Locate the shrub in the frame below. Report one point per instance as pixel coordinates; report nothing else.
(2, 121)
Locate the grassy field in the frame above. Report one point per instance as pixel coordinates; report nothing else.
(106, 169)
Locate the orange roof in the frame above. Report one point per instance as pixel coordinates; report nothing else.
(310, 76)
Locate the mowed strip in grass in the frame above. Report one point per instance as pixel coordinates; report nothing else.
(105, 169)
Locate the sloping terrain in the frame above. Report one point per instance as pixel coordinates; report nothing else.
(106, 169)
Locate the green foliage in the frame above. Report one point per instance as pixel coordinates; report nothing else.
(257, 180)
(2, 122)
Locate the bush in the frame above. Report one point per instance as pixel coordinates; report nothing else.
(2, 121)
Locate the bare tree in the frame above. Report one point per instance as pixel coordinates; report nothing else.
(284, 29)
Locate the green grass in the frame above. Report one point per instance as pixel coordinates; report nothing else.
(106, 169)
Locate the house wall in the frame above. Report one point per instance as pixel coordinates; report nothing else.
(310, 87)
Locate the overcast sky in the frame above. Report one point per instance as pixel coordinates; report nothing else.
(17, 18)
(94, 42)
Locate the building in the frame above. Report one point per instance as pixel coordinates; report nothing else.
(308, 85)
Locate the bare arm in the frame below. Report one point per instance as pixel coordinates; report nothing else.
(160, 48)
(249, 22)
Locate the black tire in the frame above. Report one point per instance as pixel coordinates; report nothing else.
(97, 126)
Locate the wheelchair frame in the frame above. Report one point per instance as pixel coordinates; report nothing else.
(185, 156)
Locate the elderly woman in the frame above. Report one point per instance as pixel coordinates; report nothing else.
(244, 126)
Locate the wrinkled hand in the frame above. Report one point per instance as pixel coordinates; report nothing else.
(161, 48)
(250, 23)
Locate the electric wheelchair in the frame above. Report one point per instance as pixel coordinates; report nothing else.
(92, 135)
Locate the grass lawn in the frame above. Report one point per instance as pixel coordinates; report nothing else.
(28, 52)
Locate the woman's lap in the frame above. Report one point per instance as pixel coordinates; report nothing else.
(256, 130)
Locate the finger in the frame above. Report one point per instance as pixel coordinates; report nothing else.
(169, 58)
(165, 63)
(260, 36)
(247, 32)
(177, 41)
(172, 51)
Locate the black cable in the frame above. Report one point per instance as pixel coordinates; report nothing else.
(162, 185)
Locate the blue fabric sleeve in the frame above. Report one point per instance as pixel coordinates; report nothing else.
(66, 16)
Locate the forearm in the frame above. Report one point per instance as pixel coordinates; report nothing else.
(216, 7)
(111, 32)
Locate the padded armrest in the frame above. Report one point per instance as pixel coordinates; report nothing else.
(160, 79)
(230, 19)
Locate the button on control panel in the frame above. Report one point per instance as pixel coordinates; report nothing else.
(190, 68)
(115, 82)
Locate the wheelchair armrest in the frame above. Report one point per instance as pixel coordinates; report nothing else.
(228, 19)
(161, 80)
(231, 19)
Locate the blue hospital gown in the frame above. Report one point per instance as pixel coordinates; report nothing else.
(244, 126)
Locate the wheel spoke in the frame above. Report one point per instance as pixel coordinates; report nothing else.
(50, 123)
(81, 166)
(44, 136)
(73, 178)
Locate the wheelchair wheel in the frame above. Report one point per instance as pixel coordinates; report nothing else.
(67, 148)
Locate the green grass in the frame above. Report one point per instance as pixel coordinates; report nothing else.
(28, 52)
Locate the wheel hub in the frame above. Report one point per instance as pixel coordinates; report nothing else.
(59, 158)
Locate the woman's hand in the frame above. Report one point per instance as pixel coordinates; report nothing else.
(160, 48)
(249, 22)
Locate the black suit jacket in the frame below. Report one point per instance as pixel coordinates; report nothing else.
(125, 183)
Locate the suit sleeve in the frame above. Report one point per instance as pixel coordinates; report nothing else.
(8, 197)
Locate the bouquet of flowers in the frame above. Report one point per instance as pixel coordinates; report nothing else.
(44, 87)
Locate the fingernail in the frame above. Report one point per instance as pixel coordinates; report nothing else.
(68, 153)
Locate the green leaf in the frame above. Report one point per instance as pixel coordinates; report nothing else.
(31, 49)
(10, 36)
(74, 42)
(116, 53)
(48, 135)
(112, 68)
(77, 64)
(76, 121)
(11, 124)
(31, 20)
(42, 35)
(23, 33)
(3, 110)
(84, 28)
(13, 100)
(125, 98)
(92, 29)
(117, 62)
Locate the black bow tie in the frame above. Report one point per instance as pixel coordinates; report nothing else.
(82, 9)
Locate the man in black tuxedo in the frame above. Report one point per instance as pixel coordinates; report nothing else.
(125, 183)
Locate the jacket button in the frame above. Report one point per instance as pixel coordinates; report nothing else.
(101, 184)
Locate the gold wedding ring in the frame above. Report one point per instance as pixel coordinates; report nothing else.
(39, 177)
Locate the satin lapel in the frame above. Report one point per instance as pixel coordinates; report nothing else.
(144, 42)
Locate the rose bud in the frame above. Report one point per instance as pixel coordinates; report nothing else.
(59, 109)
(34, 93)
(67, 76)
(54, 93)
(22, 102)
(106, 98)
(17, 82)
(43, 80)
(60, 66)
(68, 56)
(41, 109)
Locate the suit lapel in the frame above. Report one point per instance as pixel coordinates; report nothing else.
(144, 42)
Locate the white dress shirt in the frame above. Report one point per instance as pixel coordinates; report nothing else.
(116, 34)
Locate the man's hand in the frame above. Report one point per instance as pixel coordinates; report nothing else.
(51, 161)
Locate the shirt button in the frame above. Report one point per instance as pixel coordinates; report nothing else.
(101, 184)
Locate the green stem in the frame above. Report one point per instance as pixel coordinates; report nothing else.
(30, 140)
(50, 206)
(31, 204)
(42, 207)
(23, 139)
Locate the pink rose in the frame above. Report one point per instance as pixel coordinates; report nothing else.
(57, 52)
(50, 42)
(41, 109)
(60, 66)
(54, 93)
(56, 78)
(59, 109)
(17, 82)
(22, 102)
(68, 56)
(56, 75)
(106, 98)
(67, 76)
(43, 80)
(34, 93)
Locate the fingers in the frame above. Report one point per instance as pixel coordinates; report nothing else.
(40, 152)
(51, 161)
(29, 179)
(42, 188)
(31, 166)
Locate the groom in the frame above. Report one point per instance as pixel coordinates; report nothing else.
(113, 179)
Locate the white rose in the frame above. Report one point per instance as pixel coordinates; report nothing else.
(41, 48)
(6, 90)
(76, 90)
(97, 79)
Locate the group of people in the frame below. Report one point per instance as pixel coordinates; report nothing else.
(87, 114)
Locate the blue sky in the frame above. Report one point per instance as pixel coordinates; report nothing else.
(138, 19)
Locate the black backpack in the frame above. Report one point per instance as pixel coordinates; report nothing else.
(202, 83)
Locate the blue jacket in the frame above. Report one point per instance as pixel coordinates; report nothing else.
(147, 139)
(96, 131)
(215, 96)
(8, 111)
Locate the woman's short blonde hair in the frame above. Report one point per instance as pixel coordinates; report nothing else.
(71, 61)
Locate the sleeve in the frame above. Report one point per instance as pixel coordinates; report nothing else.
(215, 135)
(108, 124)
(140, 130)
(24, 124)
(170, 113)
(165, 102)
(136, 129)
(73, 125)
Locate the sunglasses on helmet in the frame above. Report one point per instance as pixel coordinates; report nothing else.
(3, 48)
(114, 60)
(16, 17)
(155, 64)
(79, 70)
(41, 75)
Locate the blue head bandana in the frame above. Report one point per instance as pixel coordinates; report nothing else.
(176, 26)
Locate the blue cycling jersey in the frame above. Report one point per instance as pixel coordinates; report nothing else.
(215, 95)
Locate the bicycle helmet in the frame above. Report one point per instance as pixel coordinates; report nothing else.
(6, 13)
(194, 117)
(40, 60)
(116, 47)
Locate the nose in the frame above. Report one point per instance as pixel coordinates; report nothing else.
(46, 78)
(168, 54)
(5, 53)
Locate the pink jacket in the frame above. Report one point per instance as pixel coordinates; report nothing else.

__SHORT EXERCISE__
Print the rows from the one containing "Locate the blue cycling" through the final row, both included, character for character.

__EXERCISE RESULT__
Locate the blue cycling jersey in the frame above. Report one point per instance as pixel coordinates; report nothing else.
(215, 95)
Locate the bicycle helmet in the frame above. Report one point per instance as pixel coordinates; report nothing else.
(6, 13)
(194, 117)
(40, 60)
(116, 47)
Locate the nose in the frame above. Report one point per instance as pixel coordinates; report nothing else.
(46, 78)
(168, 54)
(5, 53)
Locate the pink jacket in the frame above. Report one point per instance as pixel coordinates; report nothing else.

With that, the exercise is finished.